Turn the stretch from the line containing "vegetation in this photo, one line per instance." through the last line below into a Markdown table with the columns Row and Line. Number each row and skip any blank lines.

▶ **INFORMATION SUPPLIED**
————————

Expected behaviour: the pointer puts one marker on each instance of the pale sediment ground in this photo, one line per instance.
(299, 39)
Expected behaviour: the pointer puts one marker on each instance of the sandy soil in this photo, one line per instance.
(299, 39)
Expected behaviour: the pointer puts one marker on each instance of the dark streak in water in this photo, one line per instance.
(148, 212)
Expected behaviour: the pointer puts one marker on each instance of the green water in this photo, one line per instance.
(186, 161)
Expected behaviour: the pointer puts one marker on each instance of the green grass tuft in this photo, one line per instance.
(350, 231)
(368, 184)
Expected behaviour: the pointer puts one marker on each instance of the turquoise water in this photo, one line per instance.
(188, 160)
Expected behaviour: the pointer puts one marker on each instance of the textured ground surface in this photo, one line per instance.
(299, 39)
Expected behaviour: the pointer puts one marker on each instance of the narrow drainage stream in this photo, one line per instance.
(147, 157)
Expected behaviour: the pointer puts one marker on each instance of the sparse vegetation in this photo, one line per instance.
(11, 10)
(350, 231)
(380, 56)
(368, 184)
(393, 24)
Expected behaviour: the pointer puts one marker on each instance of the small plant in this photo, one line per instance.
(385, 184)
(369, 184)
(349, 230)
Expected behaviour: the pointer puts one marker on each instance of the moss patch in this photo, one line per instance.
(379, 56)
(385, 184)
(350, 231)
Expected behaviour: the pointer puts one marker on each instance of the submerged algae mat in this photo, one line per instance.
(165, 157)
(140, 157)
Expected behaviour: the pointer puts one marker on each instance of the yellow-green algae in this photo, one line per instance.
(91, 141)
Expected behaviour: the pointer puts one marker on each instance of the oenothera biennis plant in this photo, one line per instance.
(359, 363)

————————

▶ **RESULT OF THE TASK**
| Row | Line |
|---|---|
| 1 | Expected behaviour: the pointer puts one marker on each instance of the sparse vegetation in this photo, one line per instance. |
| 2 | (11, 10) |
| 3 | (350, 231) |
| 4 | (380, 56) |
| 5 | (368, 184) |
| 6 | (393, 24) |
| 7 | Expected behaviour: the pointer puts one marker on each instance of the small plant in this photo, one line per instance. |
| 8 | (385, 184) |
| 9 | (369, 184) |
| 10 | (349, 230) |
| 11 | Expected behaviour: the pointer puts one marker on each instance of the moss patch in this photo, one line per instance. |
| 12 | (379, 56) |
| 13 | (385, 184) |
| 14 | (350, 231) |
| 15 | Expected behaviour: the pointer puts one marker on each instance of the submerged algae mat in this photo, one line per instance. |
| 16 | (165, 157) |
| 17 | (140, 157) |
| 18 | Expected behaviour: the pointer puts one marker on each instance of the yellow-green algae in this photo, one line per instance. |
| 19 | (91, 141) |
| 20 | Expected behaviour: the pointer puts one marker on each instance of the oenothera biennis plant in this photo, one line per instance. |
| 21 | (359, 363) |